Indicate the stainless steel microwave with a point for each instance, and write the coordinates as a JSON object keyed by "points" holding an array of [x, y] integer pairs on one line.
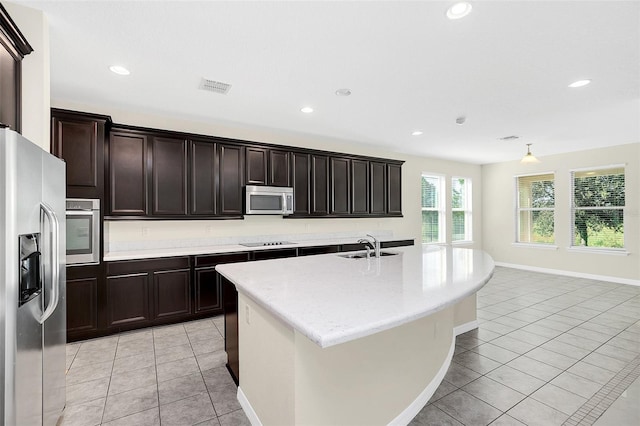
{"points": [[268, 200], [83, 231]]}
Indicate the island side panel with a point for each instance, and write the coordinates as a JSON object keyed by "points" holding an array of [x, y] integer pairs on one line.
{"points": [[372, 380], [266, 364]]}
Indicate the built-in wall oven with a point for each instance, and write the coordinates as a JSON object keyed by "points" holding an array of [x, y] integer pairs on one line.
{"points": [[83, 231]]}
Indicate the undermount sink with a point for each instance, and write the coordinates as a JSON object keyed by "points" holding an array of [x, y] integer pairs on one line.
{"points": [[363, 255]]}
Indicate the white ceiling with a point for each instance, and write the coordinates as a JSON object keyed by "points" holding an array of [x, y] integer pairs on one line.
{"points": [[505, 67]]}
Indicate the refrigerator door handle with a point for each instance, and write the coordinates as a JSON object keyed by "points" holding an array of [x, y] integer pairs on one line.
{"points": [[55, 260]]}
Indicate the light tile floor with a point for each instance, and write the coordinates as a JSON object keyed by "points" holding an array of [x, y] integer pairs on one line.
{"points": [[550, 350], [547, 347], [170, 375]]}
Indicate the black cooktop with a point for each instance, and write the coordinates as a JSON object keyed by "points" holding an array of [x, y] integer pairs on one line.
{"points": [[270, 243]]}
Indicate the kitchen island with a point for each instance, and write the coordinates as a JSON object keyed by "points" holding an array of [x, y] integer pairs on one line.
{"points": [[332, 339]]}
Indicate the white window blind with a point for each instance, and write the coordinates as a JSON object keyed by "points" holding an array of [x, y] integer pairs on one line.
{"points": [[461, 209], [432, 209], [598, 201], [535, 209]]}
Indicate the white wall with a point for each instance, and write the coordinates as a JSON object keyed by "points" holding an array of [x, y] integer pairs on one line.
{"points": [[499, 217], [407, 226], [35, 74]]}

************

What needs to be done: Copy out the entire listing above verbatim, line for line, omitting the picture.

Solved problem:
Indicate the stainless steel microwave with a point for each instance, and write the coordinates as a JSON object keyed by "points" holding an array of [x, y] integer pairs on one line.
{"points": [[268, 200], [83, 231]]}
Indicate the island side panel with a point for each instance, and write the coordinates as a JSON object keyed by "points" holding an array of [x, y] integer pairs on one line.
{"points": [[372, 380], [266, 364]]}
Indicate the built-in wall oven with a point for each instance, and write the coordinates as a JSON object keyed by "points" holding an array of [x, y] integer pairs on one line.
{"points": [[83, 231]]}
Indicate the undermount sink with a point for each instance, and write the coordinates as a JSON object keyed by "points" holding an array of [x, y] integer pairs on one line.
{"points": [[363, 255]]}
Indicate the white ceiling with a point for each instance, and write the coordinates as a JSON object keyed by "points" holding an array of [x, y] integer pairs on one line.
{"points": [[505, 67]]}
Indicate the refrigerator door handle with a point for each instance, and write the coordinates as a JSON object keyed by "points" holding an array of [x, y] integer pairs on one line.
{"points": [[55, 260]]}
Indicate the light tile floor with a point for each instance, and write the coordinates as a JSON object keyed by "points" holding an array of [x, y] integer pairs on one line.
{"points": [[550, 350], [547, 347], [170, 375]]}
Indicate the black cooktop with a point for each instance, and write the coordinates as a JSON object keyed by "points" holding an array of [x, y] integer pairs on one line.
{"points": [[270, 243]]}
Indicate the kitchen island with a point for each instance, and write the coordinates as a JSON object keyed by "points" holding an array of [x, y] integer pairs on one line.
{"points": [[332, 339]]}
Indicate the white window blind with a point for each instance, and write the coordinates as a JSON object keyed by "points" holding an array of [x, y] integer pairs on one line.
{"points": [[461, 209], [432, 209], [598, 201], [535, 209]]}
Indicate the white wall with a point for each instance, and write the coordinates as a JSON object keyed by "points" holding an array of [x, y] integer pairs on one line.
{"points": [[499, 217], [407, 226], [35, 74]]}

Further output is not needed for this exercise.